* _EXERCISE DIRECTIONS_: Your task is to transcribe all the entries exactly, excluding pictures.

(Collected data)
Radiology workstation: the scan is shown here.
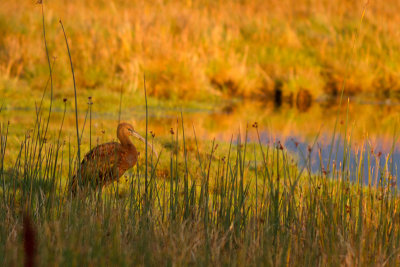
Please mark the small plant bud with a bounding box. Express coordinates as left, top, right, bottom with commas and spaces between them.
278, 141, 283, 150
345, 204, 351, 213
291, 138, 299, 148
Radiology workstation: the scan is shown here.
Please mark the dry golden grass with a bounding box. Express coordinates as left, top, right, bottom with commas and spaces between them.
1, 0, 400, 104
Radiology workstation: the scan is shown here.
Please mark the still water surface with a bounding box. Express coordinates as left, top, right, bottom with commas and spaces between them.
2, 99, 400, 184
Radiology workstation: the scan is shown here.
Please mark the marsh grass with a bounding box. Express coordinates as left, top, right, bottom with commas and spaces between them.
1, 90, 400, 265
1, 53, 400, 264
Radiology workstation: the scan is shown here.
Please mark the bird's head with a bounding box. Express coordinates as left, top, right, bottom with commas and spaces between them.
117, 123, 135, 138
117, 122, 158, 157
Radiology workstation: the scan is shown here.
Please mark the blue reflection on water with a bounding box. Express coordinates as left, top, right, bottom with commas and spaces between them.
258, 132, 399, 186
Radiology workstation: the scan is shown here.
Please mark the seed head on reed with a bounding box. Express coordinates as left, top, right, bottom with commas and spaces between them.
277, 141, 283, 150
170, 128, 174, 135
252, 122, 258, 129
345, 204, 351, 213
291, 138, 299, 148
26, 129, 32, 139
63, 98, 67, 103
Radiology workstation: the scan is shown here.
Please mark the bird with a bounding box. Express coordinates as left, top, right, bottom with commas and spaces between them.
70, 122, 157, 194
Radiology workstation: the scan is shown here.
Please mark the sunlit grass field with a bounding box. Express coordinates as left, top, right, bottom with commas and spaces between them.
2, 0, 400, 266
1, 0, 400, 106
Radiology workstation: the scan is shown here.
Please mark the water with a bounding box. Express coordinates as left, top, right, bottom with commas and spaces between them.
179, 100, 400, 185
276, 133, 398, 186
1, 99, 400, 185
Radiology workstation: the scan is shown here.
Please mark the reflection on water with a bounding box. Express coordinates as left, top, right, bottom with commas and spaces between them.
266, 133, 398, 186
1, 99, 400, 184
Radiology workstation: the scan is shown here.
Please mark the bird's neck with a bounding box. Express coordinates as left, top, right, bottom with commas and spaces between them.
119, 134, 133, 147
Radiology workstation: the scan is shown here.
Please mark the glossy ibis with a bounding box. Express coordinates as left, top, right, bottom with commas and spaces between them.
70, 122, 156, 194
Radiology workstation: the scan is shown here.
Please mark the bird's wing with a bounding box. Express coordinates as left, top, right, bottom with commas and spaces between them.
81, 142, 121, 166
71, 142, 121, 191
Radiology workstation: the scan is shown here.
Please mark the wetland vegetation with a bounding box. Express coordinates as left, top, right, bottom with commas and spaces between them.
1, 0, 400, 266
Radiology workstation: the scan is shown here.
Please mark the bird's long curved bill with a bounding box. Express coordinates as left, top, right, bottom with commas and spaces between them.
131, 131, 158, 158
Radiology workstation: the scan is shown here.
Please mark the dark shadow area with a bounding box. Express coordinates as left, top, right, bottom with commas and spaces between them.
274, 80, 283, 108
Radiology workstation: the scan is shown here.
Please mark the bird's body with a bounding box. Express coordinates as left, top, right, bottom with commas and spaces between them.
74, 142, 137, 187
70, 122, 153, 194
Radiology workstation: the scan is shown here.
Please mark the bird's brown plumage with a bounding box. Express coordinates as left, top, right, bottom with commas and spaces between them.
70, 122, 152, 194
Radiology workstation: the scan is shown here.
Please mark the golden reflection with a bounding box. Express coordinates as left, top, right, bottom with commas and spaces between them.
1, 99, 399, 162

* _REPLY_:
Radiology workstation: the scan is shown here.
Please mark the small plant bud with a bounding box. Express coordinates as left, top, right, bottom with commas and spaces between them.
278, 141, 283, 150
345, 204, 351, 213
291, 138, 299, 148
Radiology workstation: the scan is shown here.
Please mark the dry golden grass with a bounding box. Express coordinates as left, top, right, bottom with commas and spaces between them.
1, 0, 400, 104
Radiology workstation: the scan is shown here.
Please mark the still water surface with a bounding box. Express coordinates as left, top, right, bottom with commas and spaces between them.
2, 99, 400, 184
Radiology workstation: the scan is shown here.
Please mark the marsh grass with a bounding box. Express coordinates as left, top, right, bottom with commas and spaces between them.
1, 90, 400, 265
1, 53, 400, 264
Radiology workstation: the scan is shown here.
Please mark the bird's head with a bounding box. Express coordinates as left, top, right, bottom with commas and spaces between them.
117, 123, 135, 138
117, 122, 158, 157
Radiology workstation: the scan is shown here.
Please mark the blue reflection on water with a bounding box. Express coordinates as left, top, right, bottom with commas and spaces between them.
258, 132, 399, 186
Radiology workstation: the scan is shown here.
Please mark the seed head on reed with a bounding box. Express coordinates as left, top, right, bottom with commas and spaces between them.
277, 141, 283, 150
170, 128, 174, 135
252, 122, 258, 129
345, 204, 351, 213
291, 138, 299, 148
26, 129, 32, 139
63, 98, 67, 103
Radiology workstation: the scan is shown here.
Please mark the bird with a bounding box. Express coordinates as left, top, right, bottom with commas and spaces between them.
70, 122, 157, 194
Radiology workstation: the scan is shown here.
Please mark the sunlit grass field with a bounding box. Express coordinates as left, top, right, bottom with commas and spaces between them.
2, 0, 400, 266
1, 0, 400, 106
Radiology workstation: the scan is shown here.
Please mark the water with a bounding box. Express coordinates as left, top, right, bottom with commas and spaces between them.
179, 100, 400, 185
276, 133, 398, 186
1, 99, 400, 185
Radiology workstation: the scan is shown here.
Please mark the reflection on water with a bounding box. Express coordinates as left, top, right, bottom with commas and spaces between them.
266, 133, 398, 186
1, 99, 400, 184
Radiology workstation: the scan is shown here.
Please mark the bird's neck with a bounding box. Express coordinates as left, top, right, bottom with commas and spaces between them.
119, 134, 133, 147
Radiology workstation: the scan is shown here.
Please mark the glossy ibis with a bounding box. Express coordinates as left, top, right, bottom with commas and spaces between them.
70, 122, 156, 194
Radiology workstation: the scan is shown here.
Please mark the bird's wing with a bounding box. Express coordinates as left, top, right, bottom with commas and spaces between them.
81, 142, 121, 166
71, 142, 121, 191
Radiology workstation: the scan is shown here.
Please mark the wetland vegetation with a bounding box. Express coordinates as left, top, right, bottom with commas and spaces between them.
1, 0, 400, 266
Radiology workstation: the scan is shown here.
Please mark the bird's long curved bill with a bounding box. Express coordinates as left, top, right, bottom with commas and spaces between them.
131, 131, 158, 158
Radiology workstation: the scan is shown here.
Please mark the dark shadow area with a bounding box. Express coordinates as left, top, right, bottom with commas and spaces between them.
274, 80, 283, 108
Radiology workstation: the scan is shown here.
Please mark the bird's body with a bounding box. Express coordinates as left, top, right, bottom with commas and spaces between them.
74, 142, 137, 187
70, 122, 153, 194
Radiology workstation: the scan is shown here.
Please mark the bird's brown plumage with a bounding box. Express coordinates as left, top, right, bottom with commas and spaces between them.
70, 122, 152, 194
Radiology workstation: the scan is shown here.
Please mark the golden reflection with a bounding box. Express coordinates as left, top, right, bottom with commas and spaces between them.
1, 99, 399, 162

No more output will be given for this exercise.